• [EXERCISE BRIEF] Please find and copy every line below that contains the string "yellow". Case counts.
◇ ◇ ◇ ◇
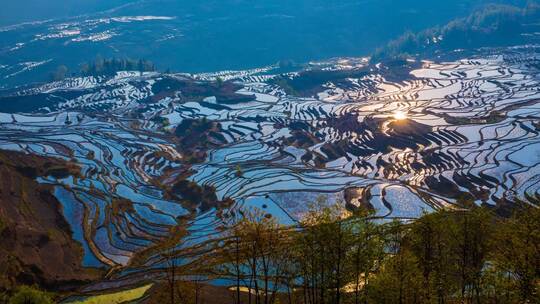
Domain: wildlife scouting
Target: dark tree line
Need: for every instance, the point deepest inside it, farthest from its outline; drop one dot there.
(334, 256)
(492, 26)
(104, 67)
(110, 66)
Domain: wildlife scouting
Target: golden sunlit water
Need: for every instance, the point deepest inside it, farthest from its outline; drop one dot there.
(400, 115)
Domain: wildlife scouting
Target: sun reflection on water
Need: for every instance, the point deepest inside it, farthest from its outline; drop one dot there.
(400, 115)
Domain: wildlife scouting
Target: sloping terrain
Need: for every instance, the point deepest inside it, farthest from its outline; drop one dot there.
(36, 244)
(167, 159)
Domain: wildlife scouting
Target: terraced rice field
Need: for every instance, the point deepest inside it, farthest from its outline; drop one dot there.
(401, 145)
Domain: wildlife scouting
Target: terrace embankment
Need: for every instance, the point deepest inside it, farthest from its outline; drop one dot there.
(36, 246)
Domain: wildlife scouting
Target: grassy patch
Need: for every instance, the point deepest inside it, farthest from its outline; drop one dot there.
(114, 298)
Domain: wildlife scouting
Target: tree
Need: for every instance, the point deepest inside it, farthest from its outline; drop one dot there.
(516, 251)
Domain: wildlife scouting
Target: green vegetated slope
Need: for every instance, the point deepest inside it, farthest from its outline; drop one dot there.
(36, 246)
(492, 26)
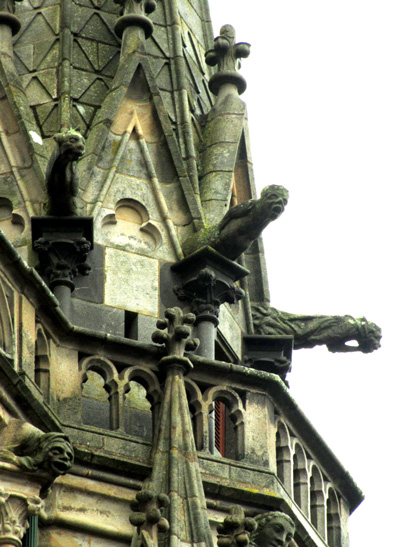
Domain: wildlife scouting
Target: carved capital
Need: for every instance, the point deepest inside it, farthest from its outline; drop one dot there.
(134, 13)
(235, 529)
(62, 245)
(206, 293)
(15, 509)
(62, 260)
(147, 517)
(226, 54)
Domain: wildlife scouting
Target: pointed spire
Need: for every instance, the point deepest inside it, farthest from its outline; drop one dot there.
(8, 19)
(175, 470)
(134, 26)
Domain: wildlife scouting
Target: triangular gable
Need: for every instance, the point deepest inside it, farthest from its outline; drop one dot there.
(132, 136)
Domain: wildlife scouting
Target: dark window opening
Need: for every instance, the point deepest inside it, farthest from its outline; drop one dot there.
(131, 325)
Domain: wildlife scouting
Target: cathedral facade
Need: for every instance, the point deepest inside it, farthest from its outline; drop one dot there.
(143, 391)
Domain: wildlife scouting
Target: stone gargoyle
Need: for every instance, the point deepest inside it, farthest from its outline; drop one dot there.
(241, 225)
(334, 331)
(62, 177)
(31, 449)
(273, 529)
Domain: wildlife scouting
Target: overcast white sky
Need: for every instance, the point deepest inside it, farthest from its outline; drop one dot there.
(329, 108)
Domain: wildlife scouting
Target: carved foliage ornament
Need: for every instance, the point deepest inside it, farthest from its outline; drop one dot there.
◇ ◇ ◇ ◇
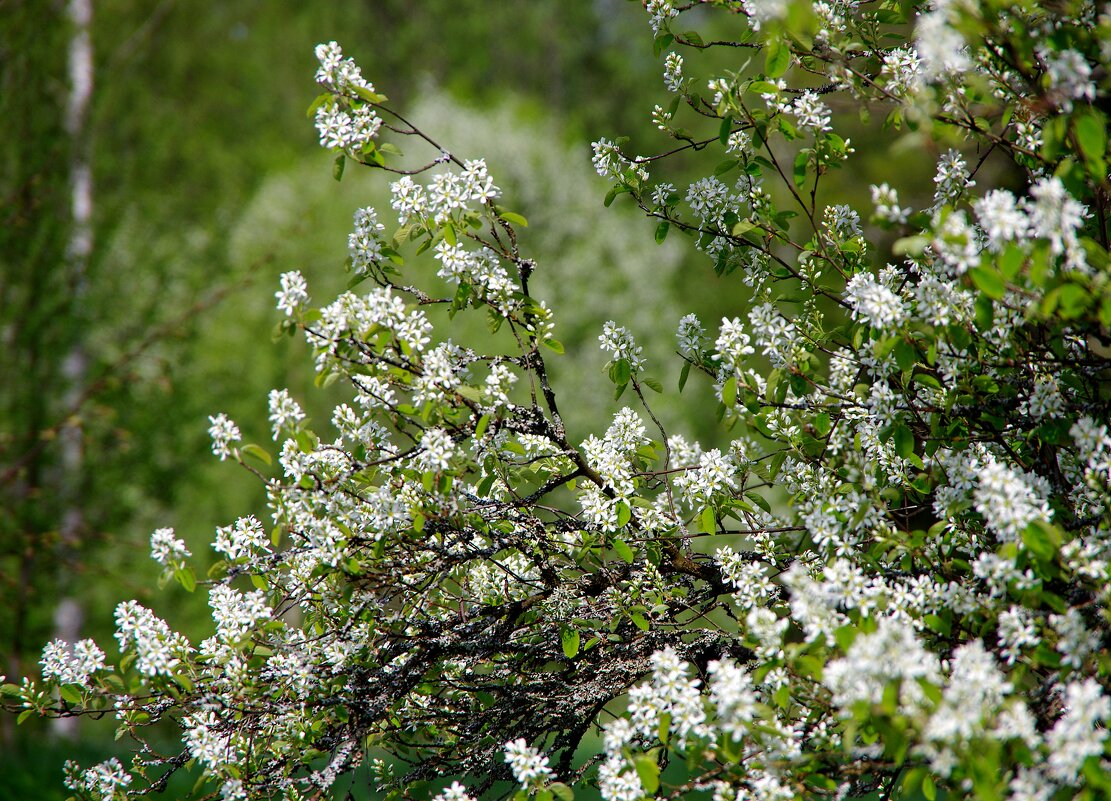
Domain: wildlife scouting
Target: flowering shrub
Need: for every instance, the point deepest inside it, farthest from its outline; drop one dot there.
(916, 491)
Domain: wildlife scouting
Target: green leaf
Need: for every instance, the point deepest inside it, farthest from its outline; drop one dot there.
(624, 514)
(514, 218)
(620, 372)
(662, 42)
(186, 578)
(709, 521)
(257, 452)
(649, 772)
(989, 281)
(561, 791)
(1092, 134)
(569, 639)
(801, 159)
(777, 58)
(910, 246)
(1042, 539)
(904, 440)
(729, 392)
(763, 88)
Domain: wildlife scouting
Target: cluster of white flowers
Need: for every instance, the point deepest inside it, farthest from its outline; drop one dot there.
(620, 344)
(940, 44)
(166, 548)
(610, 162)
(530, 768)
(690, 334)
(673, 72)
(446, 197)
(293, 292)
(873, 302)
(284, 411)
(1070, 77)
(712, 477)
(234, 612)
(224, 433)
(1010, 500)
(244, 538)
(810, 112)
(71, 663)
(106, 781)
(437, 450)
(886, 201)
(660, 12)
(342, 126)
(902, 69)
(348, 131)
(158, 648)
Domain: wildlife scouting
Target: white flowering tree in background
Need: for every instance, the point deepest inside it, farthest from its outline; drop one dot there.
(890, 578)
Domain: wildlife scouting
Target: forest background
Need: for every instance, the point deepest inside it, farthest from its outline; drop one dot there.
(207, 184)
◇ ◇ ◇ ◇
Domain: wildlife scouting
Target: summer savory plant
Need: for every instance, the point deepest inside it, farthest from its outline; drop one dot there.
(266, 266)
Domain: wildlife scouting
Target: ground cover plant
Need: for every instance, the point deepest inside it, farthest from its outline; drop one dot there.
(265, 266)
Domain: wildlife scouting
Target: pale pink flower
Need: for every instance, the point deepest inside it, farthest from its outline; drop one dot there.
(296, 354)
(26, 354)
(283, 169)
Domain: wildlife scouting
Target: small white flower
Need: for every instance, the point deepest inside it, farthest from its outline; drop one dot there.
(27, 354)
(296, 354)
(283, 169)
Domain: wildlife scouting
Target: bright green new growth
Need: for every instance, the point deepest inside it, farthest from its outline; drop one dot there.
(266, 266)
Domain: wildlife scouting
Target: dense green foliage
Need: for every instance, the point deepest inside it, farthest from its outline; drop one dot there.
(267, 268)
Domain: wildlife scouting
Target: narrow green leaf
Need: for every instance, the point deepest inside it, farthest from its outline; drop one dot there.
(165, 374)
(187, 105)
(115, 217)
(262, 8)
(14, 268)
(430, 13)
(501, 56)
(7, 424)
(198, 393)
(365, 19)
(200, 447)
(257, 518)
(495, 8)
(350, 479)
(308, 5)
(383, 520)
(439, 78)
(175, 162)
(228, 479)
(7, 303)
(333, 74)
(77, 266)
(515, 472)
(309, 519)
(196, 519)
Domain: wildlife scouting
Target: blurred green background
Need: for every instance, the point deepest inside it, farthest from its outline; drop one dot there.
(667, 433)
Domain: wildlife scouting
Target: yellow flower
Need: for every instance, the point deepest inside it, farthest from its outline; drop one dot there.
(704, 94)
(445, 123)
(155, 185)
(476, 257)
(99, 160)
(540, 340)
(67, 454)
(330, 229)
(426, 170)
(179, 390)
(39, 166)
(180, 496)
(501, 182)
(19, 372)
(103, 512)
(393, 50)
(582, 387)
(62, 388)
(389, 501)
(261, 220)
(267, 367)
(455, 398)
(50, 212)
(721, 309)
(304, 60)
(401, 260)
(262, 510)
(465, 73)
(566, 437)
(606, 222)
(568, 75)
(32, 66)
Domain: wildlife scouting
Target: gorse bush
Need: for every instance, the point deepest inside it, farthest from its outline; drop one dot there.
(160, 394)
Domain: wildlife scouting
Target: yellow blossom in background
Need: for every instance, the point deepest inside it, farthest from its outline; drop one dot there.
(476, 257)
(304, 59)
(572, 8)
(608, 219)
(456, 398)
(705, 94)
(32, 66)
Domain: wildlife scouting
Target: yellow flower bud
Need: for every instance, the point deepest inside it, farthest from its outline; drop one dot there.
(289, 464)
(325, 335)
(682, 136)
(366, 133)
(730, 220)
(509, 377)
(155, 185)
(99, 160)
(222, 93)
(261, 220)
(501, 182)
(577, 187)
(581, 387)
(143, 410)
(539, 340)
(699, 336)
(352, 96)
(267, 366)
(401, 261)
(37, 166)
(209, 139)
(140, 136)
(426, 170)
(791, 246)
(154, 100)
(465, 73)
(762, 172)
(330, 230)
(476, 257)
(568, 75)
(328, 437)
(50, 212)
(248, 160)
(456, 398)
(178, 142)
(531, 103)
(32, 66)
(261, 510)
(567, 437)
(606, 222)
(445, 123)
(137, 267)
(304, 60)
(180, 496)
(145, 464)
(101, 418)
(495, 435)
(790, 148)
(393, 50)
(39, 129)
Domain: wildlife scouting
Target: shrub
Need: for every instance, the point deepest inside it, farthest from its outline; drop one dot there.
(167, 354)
◇ ◇ ◇ ◇
• [RESPONSE FOR THIS EXERCISE]
Target: yellow flower
Target: yellow blossom in background
Target: yellow flower bud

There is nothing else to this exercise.